AIM -
The records that follow must be repeated verbatim, every one of them.

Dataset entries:
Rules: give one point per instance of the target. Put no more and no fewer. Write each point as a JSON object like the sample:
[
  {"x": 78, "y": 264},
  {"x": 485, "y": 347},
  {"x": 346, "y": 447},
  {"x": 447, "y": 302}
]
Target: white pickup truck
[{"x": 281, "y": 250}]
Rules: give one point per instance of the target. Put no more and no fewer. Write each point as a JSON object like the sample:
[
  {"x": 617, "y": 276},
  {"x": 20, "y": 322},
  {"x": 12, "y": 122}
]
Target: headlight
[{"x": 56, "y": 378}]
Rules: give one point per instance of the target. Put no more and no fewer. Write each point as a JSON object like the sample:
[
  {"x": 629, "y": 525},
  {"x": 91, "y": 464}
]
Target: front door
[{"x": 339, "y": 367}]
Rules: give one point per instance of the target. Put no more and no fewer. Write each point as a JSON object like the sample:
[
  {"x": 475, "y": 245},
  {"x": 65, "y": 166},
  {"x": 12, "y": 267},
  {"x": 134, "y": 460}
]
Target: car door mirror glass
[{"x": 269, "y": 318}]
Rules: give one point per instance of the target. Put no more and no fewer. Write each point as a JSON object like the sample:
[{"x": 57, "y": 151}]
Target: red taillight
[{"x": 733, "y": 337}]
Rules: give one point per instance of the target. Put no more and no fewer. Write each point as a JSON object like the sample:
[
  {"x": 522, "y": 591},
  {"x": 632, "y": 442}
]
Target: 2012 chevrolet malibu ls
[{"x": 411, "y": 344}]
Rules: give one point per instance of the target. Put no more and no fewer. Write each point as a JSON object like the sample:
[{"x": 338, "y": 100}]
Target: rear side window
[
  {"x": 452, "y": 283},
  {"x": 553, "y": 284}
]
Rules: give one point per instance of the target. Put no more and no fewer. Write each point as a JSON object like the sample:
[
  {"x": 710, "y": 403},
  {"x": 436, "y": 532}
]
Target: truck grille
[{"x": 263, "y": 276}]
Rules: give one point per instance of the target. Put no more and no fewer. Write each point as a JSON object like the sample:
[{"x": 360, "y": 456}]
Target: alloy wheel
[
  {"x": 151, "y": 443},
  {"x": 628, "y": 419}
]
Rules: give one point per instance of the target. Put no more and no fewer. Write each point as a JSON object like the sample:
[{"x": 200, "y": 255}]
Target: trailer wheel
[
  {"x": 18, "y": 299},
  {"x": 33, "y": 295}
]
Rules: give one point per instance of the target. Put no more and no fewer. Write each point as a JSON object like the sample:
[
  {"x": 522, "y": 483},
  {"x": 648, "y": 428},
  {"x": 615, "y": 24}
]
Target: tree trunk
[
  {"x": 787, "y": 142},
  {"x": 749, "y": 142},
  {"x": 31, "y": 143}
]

WRITTEN RESPONSE -
Rules: give one point per instance of the target. Put no more and no fewer. Write each point as a JSON object like the sample:
[
  {"x": 78, "y": 264},
  {"x": 485, "y": 347},
  {"x": 346, "y": 447},
  {"x": 447, "y": 302}
]
Target: white pickup truck
[{"x": 281, "y": 250}]
Rules: give one point per instance of the target. Put no more and no fewer. Write each point as a JSON object like the sample:
[
  {"x": 617, "y": 276},
  {"x": 20, "y": 322},
  {"x": 12, "y": 122}
]
Target: headlight
[{"x": 56, "y": 378}]
Rules: give one point per instance of the target. Put no more and no fewer. Write each point as a JSON object like the sample:
[
  {"x": 629, "y": 525},
  {"x": 91, "y": 464}
]
Target: front door
[{"x": 339, "y": 367}]
Rules: give one point per instance of the target. Put no more and no fewer. Write each point as a JSON object like the sample:
[
  {"x": 475, "y": 245},
  {"x": 65, "y": 166},
  {"x": 12, "y": 267},
  {"x": 134, "y": 460}
]
Target: car door mirror glass
[{"x": 269, "y": 318}]
Rules: give one point per instance of the target. Put no more and no fewer. Write each point as a JSON object like the sample:
[{"x": 57, "y": 151}]
Target: red taillight
[{"x": 733, "y": 337}]
Rules: give one point per instance of the target. Put no more and no fewer. Write each point as a JSON object like the sample:
[
  {"x": 522, "y": 591},
  {"x": 632, "y": 442}
]
Target: 2012 chevrolet malibu ls
[{"x": 411, "y": 344}]
Rules: give one point per instance of the target. Put no more and no fewer. Write each point as a JSON object like the sample:
[{"x": 338, "y": 100}]
Target: rear side window
[
  {"x": 452, "y": 283},
  {"x": 553, "y": 284}
]
Rules: give one point per instance of the target. Put no more and no fewer. Write each point as a JSON object like the sample:
[
  {"x": 710, "y": 403},
  {"x": 436, "y": 532}
]
Target: truck grille
[{"x": 263, "y": 276}]
Rules: give one point per instance of the target. Put no more and no fewer. Write each point as a JSON object like the sample:
[{"x": 360, "y": 456}]
Target: alloy wheel
[
  {"x": 151, "y": 443},
  {"x": 628, "y": 419}
]
Rules: give one point per instance of the target. Put no more and no fewer. Write each point as a JSON object like the sample:
[{"x": 200, "y": 255}]
Target: trailer wheel
[
  {"x": 18, "y": 299},
  {"x": 33, "y": 295}
]
Rules: give one point per instance of the target. Put no more and no fewer. Write each point as a JSON object like the sample:
[
  {"x": 522, "y": 483},
  {"x": 648, "y": 428},
  {"x": 615, "y": 24}
]
Target: tree trunk
[
  {"x": 787, "y": 142},
  {"x": 749, "y": 142},
  {"x": 31, "y": 143}
]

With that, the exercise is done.